Un an plus tard, c'est un garçon, Pierre Auguste, qui nait comme sa sœur à Soustons, le 26 avril 1921. Pas de mention d'un décès dans l'acte de naissance mais un mariage le 7 novembre 1946 avec une Madeleine NARVAILLÈS.
Marie VERGEZ décède en 1951 à Soustons.
Catherine VERGEZ, née en 1861, se marie en 1890 avec Pierre MOREAU, un chiffonnier originaire de Soustons comme elle. Il est un peu plus jeune qu'elle (de trois ans). À 20 ans, il n'est pas chiffonnier mais charpentier. Son père, Dominique MOREAU, travaillait aussi dans les métiers du bois, comme scieur de long. Il mesure 1,66 m, a les cheveux et les yeux noirs. Il a un niveau d'instruction correct avec une note de trois sur une échelle allant de 0 à 5 d'après sa fiche matricule. Il fait son service dans le Génie pour un courte période : un an. Une fois réserviste, il est réformé en 1891 pour rhumatisme chronique. Est-ce la raison de son changement de métier ? Être chiffonnier n'est pas une activité très prestigieuse. Vivant des déchets qu'ils collectent et trient chez eux, les chiffonniers n'ont pas bonne presse auprès de la population. Je renvoie le lecteur curieux sur un article très intéressant sur la condition de chiffonniers au XIXe siècle (l'exemple est celui des chiffonniers bordelais mais le propos reste pertinent pour d'autres lieux) : Gonzalez-Lafaysse, Linda. « Les chiffonniers bordelais à la fin du xixe siècle. Entre professionnalisation et stigmatisation », Ethnologie française, vol. vol. 40, no. 3, 2010, pp. 521-530.

Lignes de données —
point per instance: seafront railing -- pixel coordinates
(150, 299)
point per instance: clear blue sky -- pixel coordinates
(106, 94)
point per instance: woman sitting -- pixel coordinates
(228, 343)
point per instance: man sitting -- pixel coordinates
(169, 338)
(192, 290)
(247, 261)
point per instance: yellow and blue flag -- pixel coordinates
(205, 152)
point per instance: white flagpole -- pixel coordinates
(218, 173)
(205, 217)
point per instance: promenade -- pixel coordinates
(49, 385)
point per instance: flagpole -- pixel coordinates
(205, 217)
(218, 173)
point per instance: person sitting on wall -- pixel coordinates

Consigne —
Répondez à ces trois questions sur l'extrait.
1. À quelle date Pierre Auguste est-il né ?
2. En quelle année Marie VERGEZ est-elle décédée ?
3. Pour quel motif Pierre MOREAU a-t-il été réformé en 1891 ?
Appuyez-vous uniquement sur l'extrait.

Réponse —
1. Le 26 avril 1921.
2. En 1951.
3. Pour rhumatisme chronique.